- [Task brief] Any picture in the data below gets skipped; print all the rest exactly.

- [Input data]
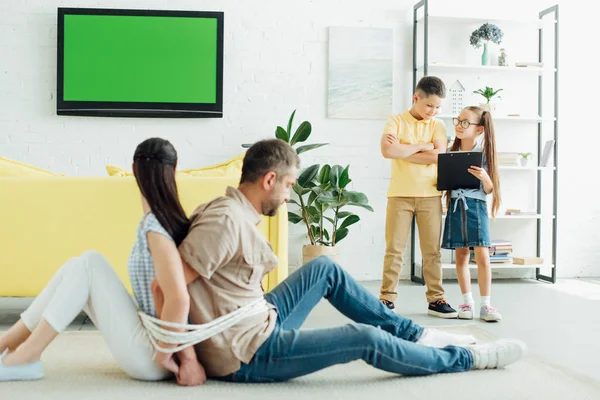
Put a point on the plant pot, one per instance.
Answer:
(485, 57)
(310, 252)
(489, 107)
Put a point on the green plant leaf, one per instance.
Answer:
(290, 126)
(280, 133)
(308, 175)
(329, 219)
(314, 214)
(365, 206)
(352, 219)
(356, 197)
(340, 234)
(297, 189)
(324, 174)
(294, 218)
(344, 178)
(292, 201)
(334, 175)
(316, 231)
(302, 133)
(307, 147)
(312, 197)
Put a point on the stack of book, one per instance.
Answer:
(506, 158)
(500, 252)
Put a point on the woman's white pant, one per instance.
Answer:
(89, 283)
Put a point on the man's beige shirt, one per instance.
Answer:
(231, 255)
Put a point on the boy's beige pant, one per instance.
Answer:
(399, 215)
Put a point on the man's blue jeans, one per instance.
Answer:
(380, 337)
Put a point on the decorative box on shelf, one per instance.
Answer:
(527, 260)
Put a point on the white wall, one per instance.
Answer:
(276, 61)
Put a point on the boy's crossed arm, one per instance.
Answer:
(423, 153)
(393, 149)
(429, 156)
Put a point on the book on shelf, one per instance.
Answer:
(525, 64)
(528, 260)
(511, 211)
(500, 252)
(547, 154)
(507, 158)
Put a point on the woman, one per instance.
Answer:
(89, 283)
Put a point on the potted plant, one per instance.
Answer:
(525, 157)
(488, 93)
(323, 196)
(486, 33)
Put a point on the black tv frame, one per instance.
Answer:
(138, 109)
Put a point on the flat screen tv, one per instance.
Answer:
(140, 63)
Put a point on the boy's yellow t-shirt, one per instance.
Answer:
(411, 179)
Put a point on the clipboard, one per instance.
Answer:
(452, 170)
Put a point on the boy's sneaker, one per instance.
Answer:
(441, 309)
(497, 354)
(489, 314)
(465, 311)
(388, 304)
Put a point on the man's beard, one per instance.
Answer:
(270, 207)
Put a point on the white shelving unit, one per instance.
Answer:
(445, 65)
(468, 20)
(503, 266)
(485, 68)
(505, 118)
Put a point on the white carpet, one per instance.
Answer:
(79, 366)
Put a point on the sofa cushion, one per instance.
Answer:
(229, 168)
(12, 168)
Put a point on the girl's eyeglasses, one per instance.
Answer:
(463, 122)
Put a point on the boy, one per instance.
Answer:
(413, 140)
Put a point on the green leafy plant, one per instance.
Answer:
(322, 197)
(301, 134)
(488, 93)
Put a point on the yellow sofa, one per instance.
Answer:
(46, 220)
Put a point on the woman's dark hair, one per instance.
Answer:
(154, 165)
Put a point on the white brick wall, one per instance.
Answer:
(275, 61)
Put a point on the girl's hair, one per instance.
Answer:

- [Finished task]
Put a point on the plant pot, one per instance.
Answer:
(485, 57)
(310, 252)
(489, 107)
Put a point on the green plant leaf, one per instance.
Answer:
(290, 126)
(280, 133)
(308, 175)
(329, 219)
(314, 214)
(365, 206)
(352, 219)
(356, 197)
(340, 234)
(297, 189)
(324, 174)
(294, 218)
(344, 178)
(292, 201)
(334, 175)
(316, 231)
(302, 133)
(307, 147)
(312, 197)
Put a point on the stack of book, one per instance.
Answer:
(506, 158)
(500, 252)
Put a point on the woman's white pant, one per instance.
Answer:
(89, 283)
Put a point on the man's beige shirt, one per instance.
Answer:
(231, 255)
Put a point on the boy's beige pant, one per instance.
Answer:
(399, 215)
Put a point on the man's blue jeans, one per instance.
Answer:
(380, 337)
Put a point on the decorative box on shelf, one per instance.
Answer:
(527, 260)
Put a point on the white wall, one per instance.
Answer:
(276, 61)
Put a point on the boy's crossed arm, one per instance.
Answer:
(423, 153)
(393, 149)
(429, 156)
Put a point on the book on shelf, one per instance.
Answer:
(525, 64)
(528, 260)
(511, 211)
(500, 252)
(547, 154)
(507, 158)
Put a point on the woman, one per instance.
Answer:
(89, 283)
Put a point on the potted plant, one per instance.
Answer:
(525, 157)
(488, 93)
(323, 196)
(486, 33)
Put a point on the black tv frame, one per instance.
Answer:
(138, 109)
Put a point on the flat screen tv, one per instance.
Answer:
(140, 63)
Put a point on the boy's yellow t-shirt, one per instance.
Answer:
(411, 179)
Put a point on the clipboard, one per instance.
Answer:
(452, 170)
Put a point on the boy's sneaker, one per instance.
Answer:
(441, 309)
(497, 354)
(489, 314)
(465, 311)
(388, 304)
Put a point on the man's beard, one per instance.
Answer:
(270, 207)
Put a point on the white shelving unit, one per instance.
Answer:
(445, 65)
(468, 20)
(503, 266)
(485, 68)
(505, 118)
Put a point on the white carpet, one per instance.
Answer:
(79, 366)
Put a point on the sofa cushion, one per instance.
Answer:
(229, 168)
(12, 168)
Put a point on the girl's eyeglasses, one per instance.
Answer:
(463, 122)
Put a point on the boy, one per instance.
Answer:
(413, 140)
Put a point on the green leafy plant, one per instance.
Answer:
(322, 197)
(301, 134)
(488, 93)
Put a point on the yellow sofa, one per instance.
Answer:
(46, 220)
Put a point on the woman's dark hair, one per instance.
Answer:
(154, 165)
Put a point on the white brick wall, one per instance.
Answer:
(275, 61)
Put a point on the girl's hair, one per instance.
Answer:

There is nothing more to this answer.